▸ **Brief**
Extend the passage on data ownership and decentralized identity management, picking up after its final sentence.

*** Opening Document segment ***

Currently, from a legal point of view, there are different notions of what data means exactly. Often, we tend to defer to the General Data Protection Regulation (GDPR- and the realm of data protection regulations to answer this where data is associated with an individual and known as ‘personal data’.[3] We can also find ‘non-personal’ data where it is not related to a natural person, as in the case of the Free Flow Regulation.[4]However, this doesn’t stop here but in upcoming legislation, such as the Data Governance Act, we can also find general wider notions for data.[5] As such, in different situations, we might be confronted by a particular regulatory framework that deals with a set of situations. Consequently, a comprehensive and systematic view is necessary to tackle this first question in a holistic manner.

 

On the questions of whom it belongs to – if it belongs as such to anybody – and what legal bond is there between them and the data, the literature has discussed different approaches, has tried for quite some time to find a balance between the interests of the involved stakeholders. When it comes to companies, the database sui generis right, trade secrets, or copyright were seen as the potential solutions for it.[6] On the other hand, the legal literature dealing with ‘ownership’ of data by individuals, while a tempting solution, [7] is besieged by the fact that personal data is also safeguarded as a fundamental right.[8] In this sense, it was pointed out that people would not own personal data but rather control access to it via the notice and consent scheme and/or the general data protection framework, including the exercise of associated data rights, even on a collective basis.[9]

 

This latter scenario, a more active data rights exercise approach, is finding an echo in recent technological developments, such as decentralized identity management systems.[10] Until now, companies acted as data controllers and oversaw every single activity related to the data processing, from the collection of the personal data until its destruction going through its usage and possible sharing. Decentralized identity management systems, such as self-sovereign identities or personal data stores, allow for further control by data subjects themselves rather than having to file a request before a data controller and wait for an answer.[11] In this sense, data controllers do not select which data are they going to collect but rather have to accommodate the data that individuals create and make available for use.

*** Closing Document segment ***
*** Opening Available data ***

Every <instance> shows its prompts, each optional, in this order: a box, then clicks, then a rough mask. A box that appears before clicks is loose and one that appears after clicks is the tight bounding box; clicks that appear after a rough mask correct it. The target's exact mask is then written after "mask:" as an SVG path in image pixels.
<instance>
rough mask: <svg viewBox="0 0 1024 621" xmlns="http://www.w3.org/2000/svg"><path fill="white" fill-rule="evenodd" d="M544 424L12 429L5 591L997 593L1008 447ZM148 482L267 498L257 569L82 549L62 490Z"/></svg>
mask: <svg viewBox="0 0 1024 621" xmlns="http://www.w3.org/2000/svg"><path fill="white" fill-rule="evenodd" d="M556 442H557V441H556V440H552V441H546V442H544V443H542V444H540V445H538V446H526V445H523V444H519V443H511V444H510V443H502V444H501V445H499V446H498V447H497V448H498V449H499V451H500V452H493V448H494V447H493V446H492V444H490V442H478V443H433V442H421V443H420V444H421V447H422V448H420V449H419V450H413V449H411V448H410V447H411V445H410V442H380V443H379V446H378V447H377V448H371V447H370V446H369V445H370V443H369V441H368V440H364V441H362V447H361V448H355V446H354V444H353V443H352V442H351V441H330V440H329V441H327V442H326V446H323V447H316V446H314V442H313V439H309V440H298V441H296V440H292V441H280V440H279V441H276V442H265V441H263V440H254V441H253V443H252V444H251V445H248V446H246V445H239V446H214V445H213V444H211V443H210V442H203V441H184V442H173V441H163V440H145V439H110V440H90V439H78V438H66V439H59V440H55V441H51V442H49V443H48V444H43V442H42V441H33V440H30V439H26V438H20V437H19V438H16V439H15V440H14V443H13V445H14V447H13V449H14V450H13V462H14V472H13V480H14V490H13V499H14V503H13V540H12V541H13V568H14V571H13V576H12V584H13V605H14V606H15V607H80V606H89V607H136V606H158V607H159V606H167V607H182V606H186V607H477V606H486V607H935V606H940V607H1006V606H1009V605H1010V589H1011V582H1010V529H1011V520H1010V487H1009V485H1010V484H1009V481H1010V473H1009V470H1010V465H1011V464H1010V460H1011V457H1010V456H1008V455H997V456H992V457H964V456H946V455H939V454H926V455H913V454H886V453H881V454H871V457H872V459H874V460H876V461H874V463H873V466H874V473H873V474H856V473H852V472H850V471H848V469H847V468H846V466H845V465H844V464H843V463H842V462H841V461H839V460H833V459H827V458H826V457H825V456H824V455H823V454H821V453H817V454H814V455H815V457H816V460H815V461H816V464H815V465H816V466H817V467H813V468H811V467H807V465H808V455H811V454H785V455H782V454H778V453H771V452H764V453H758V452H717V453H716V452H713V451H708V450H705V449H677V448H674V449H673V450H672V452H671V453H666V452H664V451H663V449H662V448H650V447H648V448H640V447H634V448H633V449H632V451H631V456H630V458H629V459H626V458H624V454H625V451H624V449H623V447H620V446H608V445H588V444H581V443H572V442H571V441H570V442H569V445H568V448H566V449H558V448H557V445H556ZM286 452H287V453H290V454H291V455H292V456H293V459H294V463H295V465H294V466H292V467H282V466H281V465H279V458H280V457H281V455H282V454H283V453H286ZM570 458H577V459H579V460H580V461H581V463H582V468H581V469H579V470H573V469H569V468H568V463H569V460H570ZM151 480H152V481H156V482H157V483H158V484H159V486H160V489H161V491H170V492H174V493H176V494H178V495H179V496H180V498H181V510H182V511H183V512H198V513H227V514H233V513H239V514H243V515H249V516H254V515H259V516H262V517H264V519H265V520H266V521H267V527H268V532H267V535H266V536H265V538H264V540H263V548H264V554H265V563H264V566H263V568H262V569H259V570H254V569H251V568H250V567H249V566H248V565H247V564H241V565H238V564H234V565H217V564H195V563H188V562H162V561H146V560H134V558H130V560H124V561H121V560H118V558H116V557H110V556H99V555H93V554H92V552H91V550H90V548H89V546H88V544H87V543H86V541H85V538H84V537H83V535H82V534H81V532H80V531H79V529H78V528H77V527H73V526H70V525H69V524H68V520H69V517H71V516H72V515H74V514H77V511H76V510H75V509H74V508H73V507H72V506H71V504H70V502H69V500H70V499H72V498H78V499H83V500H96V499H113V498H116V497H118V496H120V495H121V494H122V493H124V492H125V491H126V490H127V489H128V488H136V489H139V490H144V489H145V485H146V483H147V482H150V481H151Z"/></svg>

*** Closing Available data ***

▸ **Output below**
This difference in the existing approaches for answering our initial question shows that there might be tensions between the involved stakeholders as their rights on the same object are different and, in some cases, expressing contradictory concerns. it is unclear how rights transfer between the involved parties should operate. To achieve a balance between different positions, it has been suggested the adoption of a quasi-property model, with a different grounding on a particular right depending on the scholar analyzed.[12]Through it, it would be possible to adopt a practical and hands-on solution to the issue of data ownership and, consequently, bridge the different positions mentioned above. Exploring whether or not this approach is compatible with the GDPR or not shall be one of the main challenges for the LeADS project.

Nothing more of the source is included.